Extend the blog post about sex workers at the Rhode Island prostitution hearing, picking up right after its last line.

*Selected passage:*
═══

Women’s Studies Professor Isn’t Listening to Women: Sex Workers Clash with “Experts” in Rhode Island

Submitted by admin on June 25, 2009 – 6:37 am6 Comments

ohmegan Donna Hughes, a Professor of Women’s Studies at the University of Rhode Island and an outspoken opponent of the sex industry, wrote a piece for the Providence Journal called RI’s Carnival of Prostitution. In the piece, she describes a hearing in which sex workers speak out for themselves and give their perspectives on legislation to re-criminalize indoor prostitution in Rhode Island. Learn more about about what’s going on (well, sort of) from the archives of the Providence Journal. Filmmaker Tara Hurley responds on her blog (which, by the way, is the best chronicle of this saga I’ve seen).

The bulk of Hughes’ piece is criticism edging into mocking the sex workers who spoke up at the hearing. One of the women she picks on is Megan Andelloux (pictured above), who was a participant in the first Speak Up media training that Sex Work Awareness did in April.

Ms Hughes had this to say about Megan:

Then a tattooed woman, calling herself a “sexologist and sex educator,” spoke against the bill. She is also a reporter for a prostitutes’ magazine called $pread. (I couldn’t make this stuff up!)

And this is what Megan had to say in return:

Let me introduce myself: I’m the nationally certified sex-educator and derogatorily labeled “tattooed lady” mentioned by Ms. Donna Hughes in Wednesday’s paper. It seems that the would-be chairwoman of URI’s women’s studies program (she is not) was so put off by my appearance that she called into question my credentials. Putting quotation marks around my profession was insulting. And yes, it is not “made up” that I am a contributor to the sex-workers magazine $pread. Is it so shocking that sex-workers can read?

This “Opinion piece” was nothing more than an exercise in highbrow name calling. She attacked the opponents to her pet bill as “a sordid circus”, as “smelling of other odors”, and as projecting the atmosphere of “a carnival”. As an alum of URI (‘97), I would have expected faculty of our honored University to develop a reputation for science and truth. Instead, it seems that Ms. Hughes would rather resort to right-wing scare tactics. Perhaps if “the Professor” really cared about women, she wouldn’t attack us for the way that we look.

Megan J. Andelloux, AASECT, ACS

6 Comments »

  • Tara Hurley says:

    I have also sent in a response to the article that Donna Hughes wrote, but I think Megan’s is better.

═══

*Information given:*

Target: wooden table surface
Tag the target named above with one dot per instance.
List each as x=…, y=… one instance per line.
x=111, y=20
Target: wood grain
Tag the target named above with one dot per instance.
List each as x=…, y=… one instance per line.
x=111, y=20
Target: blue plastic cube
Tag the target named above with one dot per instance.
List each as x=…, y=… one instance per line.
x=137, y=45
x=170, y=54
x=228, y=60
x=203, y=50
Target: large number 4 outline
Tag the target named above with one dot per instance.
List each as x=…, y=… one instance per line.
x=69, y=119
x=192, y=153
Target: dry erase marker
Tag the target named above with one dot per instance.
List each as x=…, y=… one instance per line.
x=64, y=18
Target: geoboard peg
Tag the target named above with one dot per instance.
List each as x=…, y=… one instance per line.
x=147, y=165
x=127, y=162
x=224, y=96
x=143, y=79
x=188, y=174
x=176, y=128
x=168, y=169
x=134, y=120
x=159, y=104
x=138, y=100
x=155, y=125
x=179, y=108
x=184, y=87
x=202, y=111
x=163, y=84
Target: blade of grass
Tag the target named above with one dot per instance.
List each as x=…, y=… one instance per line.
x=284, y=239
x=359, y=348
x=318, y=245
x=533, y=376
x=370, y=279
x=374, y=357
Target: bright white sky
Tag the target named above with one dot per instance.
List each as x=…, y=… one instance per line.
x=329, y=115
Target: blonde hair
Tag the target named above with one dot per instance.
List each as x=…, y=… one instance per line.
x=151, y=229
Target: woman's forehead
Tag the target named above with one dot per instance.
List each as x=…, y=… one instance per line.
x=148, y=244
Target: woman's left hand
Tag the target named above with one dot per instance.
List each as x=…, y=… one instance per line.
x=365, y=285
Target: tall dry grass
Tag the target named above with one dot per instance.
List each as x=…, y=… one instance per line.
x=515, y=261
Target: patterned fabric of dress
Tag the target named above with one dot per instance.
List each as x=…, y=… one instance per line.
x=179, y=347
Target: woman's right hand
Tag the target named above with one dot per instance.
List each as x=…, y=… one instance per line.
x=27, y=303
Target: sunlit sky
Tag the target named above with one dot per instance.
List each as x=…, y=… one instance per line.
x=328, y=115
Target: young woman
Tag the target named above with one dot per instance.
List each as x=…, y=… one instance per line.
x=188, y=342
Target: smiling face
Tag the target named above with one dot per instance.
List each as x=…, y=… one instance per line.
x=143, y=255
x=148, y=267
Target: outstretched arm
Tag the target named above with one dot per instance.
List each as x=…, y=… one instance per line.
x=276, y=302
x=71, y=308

═══

*Written response:*
    I think it is great that Megan bottom lines it saying if “The Professor” really cared about women, she wouldn’t attack us for the way we looked.
    The truth is Hughes doesn’t care about women. She just wants to throw them in prison.
    She lies about everything, including saying I said someone was a pimp. I never said that. And I only brought women to the hearing, not men. The list goes on with this woman.
    I have watched Donna’s career deteriorate over the past 3 years, and it is sort of sad really. She gets more vocal and less fact based as the time goes on.

  • Eliyanna says:

    Kudos, Megan! Calm and rational in the face of abusive ignorance is a difficult thing to do – you are a real credit to our movement.

  • John says:

    Bravo for Megan and her and her colleagues’ courage in publicly fighting re-criminalization!

    Unfortunately, this incident illustrates the continued gulf between perception and reality with respect to sexwork. Public perception, even in RI, still seems to be that sexwork is a dirty business, engaged in by desperate, emotionally troubled clients and, at least in this case, tattooed prostitutes forced into it out of economic desperation. The truth is far more complex and generally happier, of course.

    To help educate the general public, though, it is important to recognize that how the legalization message is communicated can be as important as the message itself. This is not to say that public advocates of sex rights need to be from the Ivy-educated, pantsuit and pumps crowd, but it does help to present an empathetic presence with which the public and their political representatives can identify and, over time, support. Politicians may visit this world, but they are not of it.

    The role of sex-industry related press also needs to be considered, as illustrated by Donna Hughes’ reaction to $pread. Thoughtful articles are there to find, of course, but to someone inclined to see the industry as dirty and unappealing, it would be easy to write it all off as deviant erotica and nothing more.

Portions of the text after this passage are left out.